▸ Task prompt:
Return the lines beginning at the one that contains "instance of the sky" and continuing to the end of the entries, including both ends, exactly as written and nothing else.
BEGIN Dataset extract
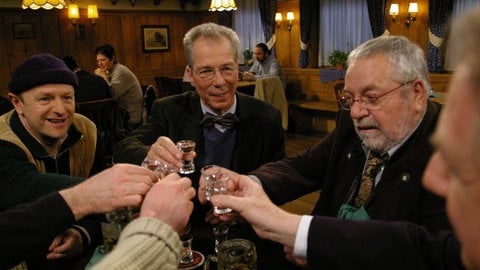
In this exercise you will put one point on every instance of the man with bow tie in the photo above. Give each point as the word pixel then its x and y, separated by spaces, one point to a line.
pixel 230 129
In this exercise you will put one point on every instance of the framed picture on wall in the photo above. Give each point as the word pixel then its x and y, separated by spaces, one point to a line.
pixel 155 38
pixel 23 30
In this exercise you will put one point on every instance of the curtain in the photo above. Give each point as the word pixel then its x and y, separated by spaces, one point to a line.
pixel 439 11
pixel 459 7
pixel 378 16
pixel 246 21
pixel 267 14
pixel 308 12
pixel 344 24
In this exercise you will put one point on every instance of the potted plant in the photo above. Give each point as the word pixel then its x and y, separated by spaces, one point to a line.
pixel 338 59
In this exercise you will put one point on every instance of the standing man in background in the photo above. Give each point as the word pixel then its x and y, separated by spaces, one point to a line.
pixel 265 65
pixel 90 87
pixel 123 83
pixel 229 128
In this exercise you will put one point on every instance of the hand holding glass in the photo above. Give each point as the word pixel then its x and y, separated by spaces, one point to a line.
pixel 187 147
pixel 217 185
pixel 160 167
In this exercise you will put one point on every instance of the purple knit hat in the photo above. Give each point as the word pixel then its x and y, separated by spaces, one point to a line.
pixel 41 69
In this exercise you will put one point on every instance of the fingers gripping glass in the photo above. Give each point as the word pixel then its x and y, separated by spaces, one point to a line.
pixel 208 73
pixel 368 101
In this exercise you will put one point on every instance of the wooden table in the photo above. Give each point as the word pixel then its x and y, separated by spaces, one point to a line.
pixel 246 87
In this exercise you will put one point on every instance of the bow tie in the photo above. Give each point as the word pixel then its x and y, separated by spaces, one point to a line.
pixel 228 120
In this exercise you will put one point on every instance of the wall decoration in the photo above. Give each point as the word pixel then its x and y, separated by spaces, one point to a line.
pixel 23 30
pixel 156 38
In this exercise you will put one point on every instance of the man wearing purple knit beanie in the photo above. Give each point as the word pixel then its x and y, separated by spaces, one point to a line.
pixel 47 147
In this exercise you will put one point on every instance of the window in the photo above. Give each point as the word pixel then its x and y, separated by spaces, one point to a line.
pixel 459 7
pixel 344 24
pixel 248 25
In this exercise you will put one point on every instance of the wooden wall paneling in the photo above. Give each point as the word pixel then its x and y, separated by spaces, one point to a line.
pixel 287 46
pixel 4 53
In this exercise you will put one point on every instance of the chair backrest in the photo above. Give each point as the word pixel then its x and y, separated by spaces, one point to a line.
pixel 149 96
pixel 5 105
pixel 111 120
pixel 168 86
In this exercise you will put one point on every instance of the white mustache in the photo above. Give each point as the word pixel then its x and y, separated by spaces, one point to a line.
pixel 365 123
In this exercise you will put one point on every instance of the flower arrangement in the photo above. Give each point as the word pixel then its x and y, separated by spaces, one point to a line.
pixel 338 58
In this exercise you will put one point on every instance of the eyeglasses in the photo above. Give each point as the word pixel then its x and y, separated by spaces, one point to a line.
pixel 368 101
pixel 209 73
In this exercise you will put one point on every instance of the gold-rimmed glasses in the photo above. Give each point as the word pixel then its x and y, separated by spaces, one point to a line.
pixel 368 101
pixel 208 73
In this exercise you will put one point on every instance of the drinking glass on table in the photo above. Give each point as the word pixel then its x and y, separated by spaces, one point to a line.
pixel 187 147
pixel 220 231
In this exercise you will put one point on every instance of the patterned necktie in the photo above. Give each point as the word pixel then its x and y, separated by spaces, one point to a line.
pixel 374 163
pixel 227 121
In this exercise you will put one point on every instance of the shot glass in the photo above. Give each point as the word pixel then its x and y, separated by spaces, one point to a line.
pixel 110 235
pixel 237 254
pixel 218 185
pixel 209 172
pixel 160 167
pixel 187 147
pixel 220 231
pixel 186 256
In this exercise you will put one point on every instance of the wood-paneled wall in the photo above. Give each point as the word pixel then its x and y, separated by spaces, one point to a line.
pixel 122 28
pixel 55 34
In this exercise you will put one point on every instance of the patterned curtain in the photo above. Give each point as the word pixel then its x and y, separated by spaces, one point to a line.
pixel 377 12
pixel 246 20
pixel 267 14
pixel 308 11
pixel 439 11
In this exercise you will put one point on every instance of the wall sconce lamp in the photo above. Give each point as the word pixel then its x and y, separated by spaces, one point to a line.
pixel 409 18
pixel 92 13
pixel 73 13
pixel 278 18
pixel 290 18
pixel 45 4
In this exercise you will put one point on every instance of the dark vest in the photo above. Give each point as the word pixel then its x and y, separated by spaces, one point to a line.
pixel 219 146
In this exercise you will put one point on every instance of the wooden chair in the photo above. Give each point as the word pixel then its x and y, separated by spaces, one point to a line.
pixel 111 121
pixel 149 96
pixel 168 86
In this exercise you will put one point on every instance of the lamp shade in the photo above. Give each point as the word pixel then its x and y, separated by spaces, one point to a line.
pixel 73 11
pixel 92 12
pixel 413 7
pixel 222 5
pixel 45 4
pixel 290 16
pixel 278 17
pixel 394 10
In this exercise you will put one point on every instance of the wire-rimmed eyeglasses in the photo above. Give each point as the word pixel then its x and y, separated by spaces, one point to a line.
pixel 368 101
pixel 208 73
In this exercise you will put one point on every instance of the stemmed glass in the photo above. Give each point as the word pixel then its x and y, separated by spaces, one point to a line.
pixel 216 183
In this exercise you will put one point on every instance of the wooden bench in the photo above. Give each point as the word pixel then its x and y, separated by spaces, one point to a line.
pixel 316 105
pixel 312 115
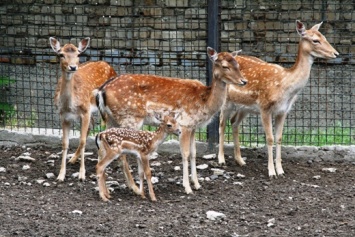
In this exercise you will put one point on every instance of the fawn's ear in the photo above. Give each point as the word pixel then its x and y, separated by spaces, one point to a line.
pixel 317 26
pixel 301 29
pixel 54 44
pixel 212 54
pixel 235 53
pixel 84 44
pixel 158 116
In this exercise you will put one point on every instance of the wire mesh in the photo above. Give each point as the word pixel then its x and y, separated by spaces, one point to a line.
pixel 169 38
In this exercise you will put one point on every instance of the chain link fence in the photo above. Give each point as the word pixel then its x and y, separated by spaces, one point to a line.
pixel 170 38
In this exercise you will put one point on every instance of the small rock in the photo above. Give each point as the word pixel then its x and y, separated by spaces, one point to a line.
pixel 46 184
pixel 271 222
pixel 238 183
pixel 153 156
pixel 77 212
pixel 155 180
pixel 53 156
pixel 202 167
pixel 75 175
pixel 50 175
pixel 26 158
pixel 217 172
pixel 209 157
pixel 155 163
pixel 213 215
pixel 330 170
pixel 241 176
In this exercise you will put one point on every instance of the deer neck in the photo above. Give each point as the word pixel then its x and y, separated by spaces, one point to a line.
pixel 66 89
pixel 299 73
pixel 216 94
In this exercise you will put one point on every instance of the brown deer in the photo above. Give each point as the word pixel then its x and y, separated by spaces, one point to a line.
pixel 73 95
pixel 127 100
pixel 271 92
pixel 116 141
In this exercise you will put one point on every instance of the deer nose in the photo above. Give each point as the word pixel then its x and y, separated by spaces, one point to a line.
pixel 243 82
pixel 73 68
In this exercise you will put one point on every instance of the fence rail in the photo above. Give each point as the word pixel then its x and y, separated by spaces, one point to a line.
pixel 170 38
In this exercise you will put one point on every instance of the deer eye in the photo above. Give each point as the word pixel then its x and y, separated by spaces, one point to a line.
pixel 225 67
pixel 316 42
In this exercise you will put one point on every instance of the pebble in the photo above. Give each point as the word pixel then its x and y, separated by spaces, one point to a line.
pixel 209 157
pixel 213 215
pixel 202 167
pixel 330 170
pixel 50 175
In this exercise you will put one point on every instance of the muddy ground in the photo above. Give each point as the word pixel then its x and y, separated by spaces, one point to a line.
pixel 308 201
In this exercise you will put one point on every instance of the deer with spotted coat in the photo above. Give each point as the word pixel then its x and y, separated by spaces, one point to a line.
pixel 73 95
pixel 126 100
pixel 271 92
pixel 116 141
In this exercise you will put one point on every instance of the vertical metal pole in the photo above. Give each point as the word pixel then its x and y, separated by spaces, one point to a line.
pixel 212 41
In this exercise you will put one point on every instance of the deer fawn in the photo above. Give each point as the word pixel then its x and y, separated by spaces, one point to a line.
pixel 116 141
pixel 271 91
pixel 127 100
pixel 74 97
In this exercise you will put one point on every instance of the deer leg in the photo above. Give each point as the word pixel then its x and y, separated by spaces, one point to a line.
pixel 100 169
pixel 85 123
pixel 185 146
pixel 141 176
pixel 279 124
pixel 65 146
pixel 267 124
pixel 193 161
pixel 129 179
pixel 222 127
pixel 148 176
pixel 235 121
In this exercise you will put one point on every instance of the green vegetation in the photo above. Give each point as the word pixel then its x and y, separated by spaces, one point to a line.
pixel 7 111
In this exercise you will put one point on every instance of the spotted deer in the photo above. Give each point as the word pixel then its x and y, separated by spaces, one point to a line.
pixel 127 100
pixel 271 92
pixel 116 141
pixel 73 95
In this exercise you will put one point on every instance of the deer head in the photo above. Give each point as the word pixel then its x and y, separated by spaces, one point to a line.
pixel 314 42
pixel 69 53
pixel 225 64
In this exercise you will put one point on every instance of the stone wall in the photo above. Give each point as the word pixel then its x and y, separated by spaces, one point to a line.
pixel 169 37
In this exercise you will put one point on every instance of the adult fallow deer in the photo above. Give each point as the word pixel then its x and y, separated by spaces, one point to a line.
pixel 73 96
pixel 127 101
pixel 271 91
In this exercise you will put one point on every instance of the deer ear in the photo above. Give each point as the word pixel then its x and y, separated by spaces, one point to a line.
pixel 54 44
pixel 84 44
pixel 158 116
pixel 317 26
pixel 235 53
pixel 212 54
pixel 301 29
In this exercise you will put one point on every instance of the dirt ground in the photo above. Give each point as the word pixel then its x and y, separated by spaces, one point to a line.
pixel 308 201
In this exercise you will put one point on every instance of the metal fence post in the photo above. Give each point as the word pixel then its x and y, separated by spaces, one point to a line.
pixel 213 40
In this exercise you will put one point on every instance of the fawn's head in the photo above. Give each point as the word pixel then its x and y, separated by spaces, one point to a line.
pixel 226 67
pixel 314 42
pixel 169 123
pixel 69 53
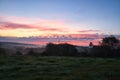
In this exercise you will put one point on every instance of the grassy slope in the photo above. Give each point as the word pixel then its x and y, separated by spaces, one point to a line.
pixel 58 68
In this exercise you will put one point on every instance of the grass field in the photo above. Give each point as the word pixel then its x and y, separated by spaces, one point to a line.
pixel 58 68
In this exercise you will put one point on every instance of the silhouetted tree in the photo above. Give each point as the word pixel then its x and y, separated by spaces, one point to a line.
pixel 109 41
pixel 60 50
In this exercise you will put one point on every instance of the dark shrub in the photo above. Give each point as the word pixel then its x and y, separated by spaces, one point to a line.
pixel 60 50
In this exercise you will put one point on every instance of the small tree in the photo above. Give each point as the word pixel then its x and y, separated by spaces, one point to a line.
pixel 109 41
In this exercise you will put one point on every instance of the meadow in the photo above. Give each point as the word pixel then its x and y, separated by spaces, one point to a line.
pixel 58 68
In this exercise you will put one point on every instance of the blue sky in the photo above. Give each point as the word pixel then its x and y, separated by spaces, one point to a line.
pixel 103 15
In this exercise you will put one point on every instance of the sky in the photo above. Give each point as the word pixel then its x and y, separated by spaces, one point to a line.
pixel 51 18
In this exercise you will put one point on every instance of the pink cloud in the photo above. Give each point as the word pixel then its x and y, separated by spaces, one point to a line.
pixel 10 25
pixel 88 31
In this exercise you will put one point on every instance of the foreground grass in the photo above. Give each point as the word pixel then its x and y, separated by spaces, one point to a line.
pixel 58 68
END Dataset extract
▸ Problem solution:
In this exercise you will put one point on every instance of the sky in the photo above. Give each point as the word pixel then its x and y, separated by spaces, one point to a line.
pixel 51 18
In this exercise you will put one point on every instance of the pink cloud in the photo above. Give each point as the word pixel then its x and y, separated by spaces, one point to a line.
pixel 10 25
pixel 88 31
In this exercise you will put one point on every instance of the foreground grass in the photo above. Give each point as the word pixel then its x and y, separated by spaces, one point to a line.
pixel 58 68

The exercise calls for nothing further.